#### Assignment:
Working from the entries that follow, retype each one without any alteration.

____ The data

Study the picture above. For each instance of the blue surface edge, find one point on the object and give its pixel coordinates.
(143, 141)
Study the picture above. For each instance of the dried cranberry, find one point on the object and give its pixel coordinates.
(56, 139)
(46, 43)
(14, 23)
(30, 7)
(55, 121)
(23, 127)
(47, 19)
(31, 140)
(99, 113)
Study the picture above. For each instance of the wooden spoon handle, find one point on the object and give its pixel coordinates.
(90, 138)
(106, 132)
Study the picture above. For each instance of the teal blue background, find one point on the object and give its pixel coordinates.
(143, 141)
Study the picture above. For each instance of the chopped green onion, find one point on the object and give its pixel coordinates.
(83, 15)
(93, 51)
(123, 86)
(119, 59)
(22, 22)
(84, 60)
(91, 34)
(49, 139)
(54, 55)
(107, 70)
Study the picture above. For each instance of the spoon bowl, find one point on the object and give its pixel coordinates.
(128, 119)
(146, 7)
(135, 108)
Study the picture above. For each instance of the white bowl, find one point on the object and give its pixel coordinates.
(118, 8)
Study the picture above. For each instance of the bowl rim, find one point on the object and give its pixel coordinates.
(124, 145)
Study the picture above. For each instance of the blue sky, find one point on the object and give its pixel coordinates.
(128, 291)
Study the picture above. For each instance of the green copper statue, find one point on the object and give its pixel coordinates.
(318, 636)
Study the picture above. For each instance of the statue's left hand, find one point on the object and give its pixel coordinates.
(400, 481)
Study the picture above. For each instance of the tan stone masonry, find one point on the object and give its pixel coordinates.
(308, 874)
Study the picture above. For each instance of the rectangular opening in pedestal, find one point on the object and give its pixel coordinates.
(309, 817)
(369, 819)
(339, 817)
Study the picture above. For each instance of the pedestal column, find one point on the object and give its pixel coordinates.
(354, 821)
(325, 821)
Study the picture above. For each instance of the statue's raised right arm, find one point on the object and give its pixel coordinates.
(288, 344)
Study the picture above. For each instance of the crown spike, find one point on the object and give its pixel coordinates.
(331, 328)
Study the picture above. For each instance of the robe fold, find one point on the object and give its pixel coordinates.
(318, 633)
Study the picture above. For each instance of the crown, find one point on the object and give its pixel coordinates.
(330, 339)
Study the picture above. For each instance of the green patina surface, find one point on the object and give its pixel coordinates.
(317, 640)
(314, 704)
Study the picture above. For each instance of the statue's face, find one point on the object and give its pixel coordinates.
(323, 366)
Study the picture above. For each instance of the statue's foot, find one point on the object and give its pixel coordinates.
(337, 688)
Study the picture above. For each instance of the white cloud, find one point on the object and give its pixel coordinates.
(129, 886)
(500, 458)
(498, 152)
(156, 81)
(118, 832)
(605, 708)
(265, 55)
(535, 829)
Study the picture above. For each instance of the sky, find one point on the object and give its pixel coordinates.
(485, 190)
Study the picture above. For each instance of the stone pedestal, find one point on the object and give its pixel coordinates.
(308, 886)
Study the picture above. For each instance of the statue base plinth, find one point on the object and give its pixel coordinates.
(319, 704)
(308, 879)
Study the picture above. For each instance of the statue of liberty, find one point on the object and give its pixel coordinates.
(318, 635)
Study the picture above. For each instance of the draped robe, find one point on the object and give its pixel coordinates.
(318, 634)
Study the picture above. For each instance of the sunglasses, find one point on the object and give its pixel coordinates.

________

#### Your response:
Study the picture above. For each instance of the blue surface edge, find one point on the object and give its pixel coordinates.
(143, 141)
Study the picture above. For each instance of the dried cranberry, find one point on the object and give its pixel coordinates.
(56, 139)
(46, 43)
(14, 23)
(30, 7)
(55, 121)
(23, 127)
(47, 19)
(31, 140)
(99, 113)
Study the picture above. For each instance of the wooden spoon handle, find one point on the object and give its pixel coordinates.
(90, 138)
(106, 132)
Study the picture above. For each instance of the teal blue background, find one point on the object and give its pixel coordinates.
(143, 141)
Study the picture above. For each instance of the chopped green onion, find one point on the object and give its pixel coordinates.
(83, 15)
(93, 51)
(123, 86)
(119, 59)
(22, 22)
(84, 60)
(91, 34)
(49, 139)
(54, 55)
(107, 70)
Study the picture above. For each instance of the spoon bowl, find one point on the object and give its pixel coordinates.
(128, 119)
(146, 7)
(135, 108)
Study the picture above. For each instance of the white bowl, find one point on the object and give its pixel coordinates.
(118, 8)
Study the picture above. For each instance of the bowl rim, find one point on the object and give its pixel coordinates.
(124, 145)
Study the picture above. For each instance of the blue sky, find one point on the object and give its pixel coordinates.
(128, 291)
Study the picture above. For each instance of the green copper statue, find one point on the object and give its pixel coordinates.
(318, 636)
Study the picture above. For each instance of the statue's left hand, find one point on the object and give its pixel coordinates.
(400, 481)
Study the picture above. For each instance of the tan stone masonry, find one point on the object and give its pixel coordinates.
(308, 874)
Study the picture above. For each instance of the rectangular opening in pedestal, find one point on the object and give its pixel coordinates.
(309, 817)
(369, 819)
(339, 817)
Study the picture above. For each instance of the pedestal column, find one point on the object and give its pixel coordinates.
(354, 821)
(325, 821)
Study the picture above. For each instance of the statue's raised right arm, find one point on the object and give its pixel coordinates.
(288, 344)
Study the picture above. For each instance of the crown spike, find one point on the object and give its pixel coordinates.
(331, 328)
Study the picture above. For each instance of the robe fold, find one point on the object and give its pixel coordinates.
(318, 633)
Study the picture above. For each instance of the crown, find one point on the object and give its pixel coordinates.
(330, 339)
Study the picture above. For each instance of the green patina surface, find one point on the object and give its pixel coordinates.
(317, 640)
(314, 704)
Study the picture above. For each instance of the statue's face, find one point on the object and give its pixel coordinates.
(323, 366)
Study the picture above. For each instance of the statue's foot, find one point on the object and give its pixel coordinates.
(337, 688)
Study the picture above. For each instance of the white cloud, find one point on the object and give its pixel coordinates.
(129, 886)
(500, 458)
(498, 152)
(156, 81)
(118, 832)
(605, 708)
(265, 55)
(535, 829)
Study the picture above. For each instance of the sky, find one point on the object and give its pixel coordinates.
(485, 190)
Study the picture above. For each instance of the stone pedestal, find one point on the object and give its pixel coordinates.
(308, 886)
Study the picture above. For each instance of the statue base plinth, find one point on the object and give its pixel coordinates.
(319, 704)
(308, 879)
Study the picture above. For each instance of the statue of liberty, find one point on the object and give its pixel coordinates.
(318, 635)
Study the picture above. For each instance of the draped robe, find one point on the object and give its pixel coordinates.
(318, 634)
Study the picture above. For each instance of the sunglasses, find one point on the object and give its pixel coordinates.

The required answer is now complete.